SOURCE EXTRACT
The unemployment rate, after a nosedive, leveled off in the last few months of the year, and the stock market has regained 40 percent of its value after a March 2009 low. Four of the five largest bailed-out banks have either repaid the government or received permission from the Treasury Department to do so in the near future. Inflation slowed to a standstill in November after 10 months of increasing consumer prices. Construction of new homes and apartments increased in 2009 from 2008 levels, the first annual growth in housing starts since 2005.

“The Recovery Act has created jobs and spurred growth,” President Barack Obama said in a December speech trumpeting the success of his economic policies. “We are in a very different place today than we were a year ago.” Lawrence Summers, director of the White House National Economic Council, concurs. “Everybody agrees that the recession is over,” Summers said that same month on ABC’s This Week.

TASK INSTRUCTIONS
1 > Reproduce the portion of the passage on the economic recovery between "The unemployment rate, after" and "starts since 2005.", inclusive.
2 > List every calendar month named in the passage on the economic recovery.

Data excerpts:
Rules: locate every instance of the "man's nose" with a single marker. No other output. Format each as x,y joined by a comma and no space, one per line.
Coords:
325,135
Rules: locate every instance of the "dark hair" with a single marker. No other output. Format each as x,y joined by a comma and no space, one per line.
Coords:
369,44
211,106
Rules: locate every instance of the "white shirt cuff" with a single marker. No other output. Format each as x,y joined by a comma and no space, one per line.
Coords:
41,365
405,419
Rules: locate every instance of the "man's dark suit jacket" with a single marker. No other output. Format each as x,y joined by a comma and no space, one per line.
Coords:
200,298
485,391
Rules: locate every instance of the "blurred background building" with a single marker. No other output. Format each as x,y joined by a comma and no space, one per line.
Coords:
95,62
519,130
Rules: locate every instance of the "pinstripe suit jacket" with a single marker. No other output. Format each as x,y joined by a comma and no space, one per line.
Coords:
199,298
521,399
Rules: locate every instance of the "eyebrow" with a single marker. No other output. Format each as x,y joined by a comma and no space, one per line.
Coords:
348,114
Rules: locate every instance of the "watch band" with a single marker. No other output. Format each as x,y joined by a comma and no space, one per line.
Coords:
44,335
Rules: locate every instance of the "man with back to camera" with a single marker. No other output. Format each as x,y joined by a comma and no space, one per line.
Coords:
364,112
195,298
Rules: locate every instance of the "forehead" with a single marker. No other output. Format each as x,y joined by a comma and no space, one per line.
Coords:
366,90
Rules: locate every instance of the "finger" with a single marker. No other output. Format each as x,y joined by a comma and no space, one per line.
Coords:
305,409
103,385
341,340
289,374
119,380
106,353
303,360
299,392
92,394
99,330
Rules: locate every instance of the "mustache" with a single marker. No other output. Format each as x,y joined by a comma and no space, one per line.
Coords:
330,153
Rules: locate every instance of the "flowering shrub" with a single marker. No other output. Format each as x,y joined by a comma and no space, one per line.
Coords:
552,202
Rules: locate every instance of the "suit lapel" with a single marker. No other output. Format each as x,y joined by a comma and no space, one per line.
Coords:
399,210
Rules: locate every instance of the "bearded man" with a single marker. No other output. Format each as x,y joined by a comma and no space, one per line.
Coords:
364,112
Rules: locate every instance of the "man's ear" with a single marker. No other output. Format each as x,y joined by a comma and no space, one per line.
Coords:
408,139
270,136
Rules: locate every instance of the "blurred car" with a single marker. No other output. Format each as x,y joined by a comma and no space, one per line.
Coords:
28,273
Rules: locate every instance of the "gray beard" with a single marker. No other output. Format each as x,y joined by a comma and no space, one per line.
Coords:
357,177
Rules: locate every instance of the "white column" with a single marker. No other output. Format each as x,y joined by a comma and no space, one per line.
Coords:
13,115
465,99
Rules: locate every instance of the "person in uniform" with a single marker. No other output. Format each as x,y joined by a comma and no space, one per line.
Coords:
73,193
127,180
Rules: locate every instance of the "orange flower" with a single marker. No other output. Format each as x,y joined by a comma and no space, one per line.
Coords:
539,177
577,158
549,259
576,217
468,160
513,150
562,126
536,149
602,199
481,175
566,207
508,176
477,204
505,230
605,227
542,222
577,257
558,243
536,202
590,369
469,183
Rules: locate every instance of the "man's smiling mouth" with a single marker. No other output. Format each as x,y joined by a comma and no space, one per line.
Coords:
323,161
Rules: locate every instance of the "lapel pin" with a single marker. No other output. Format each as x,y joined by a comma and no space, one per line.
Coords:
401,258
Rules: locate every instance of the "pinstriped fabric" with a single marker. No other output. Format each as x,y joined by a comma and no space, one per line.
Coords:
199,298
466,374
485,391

ANSWERS TO THIS EXERCISE
1 >
The unemployment rate, after a nosedive, leveled off in the last few months of the year, and the stock market has regained 40 percent of its value after a March 2009 low. Four of the five largest bailed-out banks have either repaid the government or received permission from the Treasury Department to do so in the near future. Inflation slowed to a standstill in November after 10 months of increasing consumer prices. Construction of new homes and apartments increased in 2009 from 2008 levels, the first annual growth in housing starts since 2005.

2 > March, November, December